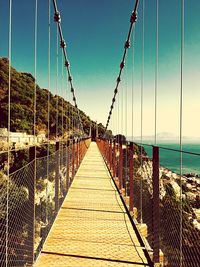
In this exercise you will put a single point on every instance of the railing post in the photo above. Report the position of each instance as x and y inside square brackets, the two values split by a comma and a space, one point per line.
[131, 176]
[31, 222]
[67, 167]
[120, 165]
[114, 158]
[73, 154]
[110, 154]
[156, 208]
[57, 176]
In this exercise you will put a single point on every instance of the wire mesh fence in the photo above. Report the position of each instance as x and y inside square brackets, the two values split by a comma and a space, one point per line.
[164, 205]
[16, 211]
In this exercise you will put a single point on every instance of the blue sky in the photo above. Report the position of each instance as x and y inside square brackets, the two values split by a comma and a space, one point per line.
[95, 32]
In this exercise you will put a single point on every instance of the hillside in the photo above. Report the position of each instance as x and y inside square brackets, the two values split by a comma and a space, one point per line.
[22, 106]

------------------------------

* _WHAT THE TASK ASKS_
Edit all of the rows above by changing "railing post" to "fence post" and keeping everything else the same. Leave the pictures out of your answer.

* _OUTPUT_
In this exercise you will put a single point on every instance of the fence post in the photo above. Report the position of each instance as x and y inside square brackets, the two values split by a comma and a space, one point per line.
[131, 176]
[31, 222]
[67, 167]
[120, 165]
[114, 158]
[73, 154]
[110, 154]
[156, 208]
[57, 176]
In this exercise you will put a single point on every instance of the wire mesh fence in the photo above. Report the position of each instance as x and y inside square brackets, the two values split by a comma and a space, one point per line.
[164, 205]
[16, 211]
In this exercise you will put a single point on every instance of the blue sky in the photo above. Report the position of each instance as x and y inside square brackets, the two values split by a comma and a space, one point per line.
[95, 32]
In this exercise you will put a single point on every instance of the hillside in the photo above. Report the position of each instance as x and y inside square brackets, the two values split by a comma and a space, one point per line.
[22, 106]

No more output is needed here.